*Problem details*
Revise the lines below by replacing "innermost" with "central" throughout, changing nothing else. Leave the pictures out of your answer.

____

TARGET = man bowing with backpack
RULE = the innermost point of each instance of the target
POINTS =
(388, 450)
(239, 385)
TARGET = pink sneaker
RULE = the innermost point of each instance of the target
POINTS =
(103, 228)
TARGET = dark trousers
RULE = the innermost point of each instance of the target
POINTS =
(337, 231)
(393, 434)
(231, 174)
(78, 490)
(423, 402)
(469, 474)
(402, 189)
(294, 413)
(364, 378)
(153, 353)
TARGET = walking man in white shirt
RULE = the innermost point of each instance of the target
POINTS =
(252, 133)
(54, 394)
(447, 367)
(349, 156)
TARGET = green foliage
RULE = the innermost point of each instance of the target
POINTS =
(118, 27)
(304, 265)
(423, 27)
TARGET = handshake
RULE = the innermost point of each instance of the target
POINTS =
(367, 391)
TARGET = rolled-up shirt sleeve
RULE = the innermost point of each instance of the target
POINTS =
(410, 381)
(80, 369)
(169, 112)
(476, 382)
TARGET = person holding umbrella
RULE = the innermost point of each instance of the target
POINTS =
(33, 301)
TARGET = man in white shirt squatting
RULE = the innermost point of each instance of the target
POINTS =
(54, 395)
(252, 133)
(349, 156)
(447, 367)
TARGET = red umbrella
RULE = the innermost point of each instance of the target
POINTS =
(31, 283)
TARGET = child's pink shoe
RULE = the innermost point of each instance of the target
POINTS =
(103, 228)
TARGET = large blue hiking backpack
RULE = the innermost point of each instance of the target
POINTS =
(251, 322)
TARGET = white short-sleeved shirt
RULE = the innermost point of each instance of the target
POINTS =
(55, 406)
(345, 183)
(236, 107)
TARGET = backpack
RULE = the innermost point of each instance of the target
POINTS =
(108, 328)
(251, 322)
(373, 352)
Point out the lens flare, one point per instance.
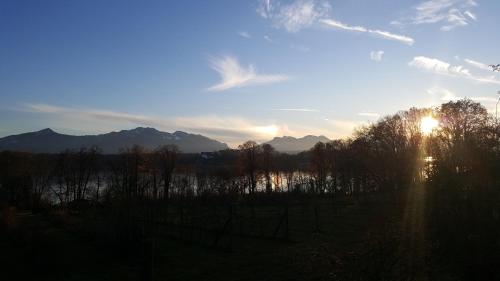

____

*Output below*
TARGET = man bowing with backpack
RULE = the central point of each instance of the target
POINTS =
(388, 450)
(239, 385)
TARGET = pink sneaker
RULE = the central point of each instance of the target
POINTS =
(103, 228)
TARGET = dark trousers
RULE = the central point of each instance of the target
POINTS =
(337, 231)
(393, 434)
(231, 174)
(78, 490)
(423, 402)
(469, 474)
(402, 189)
(294, 413)
(364, 378)
(153, 353)
TARGET = walking man in white shirt
RULE = the central point of each instance of the target
POINTS =
(252, 133)
(54, 394)
(447, 367)
(349, 156)
TARGET = green foliage
RULE = the central point of each instance of the target
POINTS =
(118, 27)
(304, 265)
(423, 27)
TARGET = handshake
RULE = the central point of each instance of the target
POINTS =
(367, 391)
TARGET = rolled-up shirt sleeve
RULE = the central point of each instance of the target
POINTS =
(410, 381)
(80, 369)
(169, 112)
(476, 382)
TARGET = person holding umbrella
RULE = the central point of each instance of the target
POINTS =
(33, 301)
TARGET = man in white shirt squatting
RULE = the central point of each instance of the target
POINTS =
(54, 395)
(252, 133)
(349, 156)
(447, 367)
TARGET = red umbrella
RULE = the central point of each instance of the target
POINTS =
(31, 283)
TARGET = child's pink shoe
RULE = the central point of each instance of the target
POINTS =
(103, 228)
TARGET = large blue hiking backpack
RULE = the central point of each instance of the target
POINTS =
(251, 322)
TARGET = white short-sleeved shirt
RULE = the central point of each instance of the target
POINTS =
(55, 406)
(345, 183)
(236, 107)
TARGET = backpack
RULE = the central point of each instance of the target
POINTS =
(108, 328)
(251, 322)
(373, 352)
Point out the lens flare, one point per instance.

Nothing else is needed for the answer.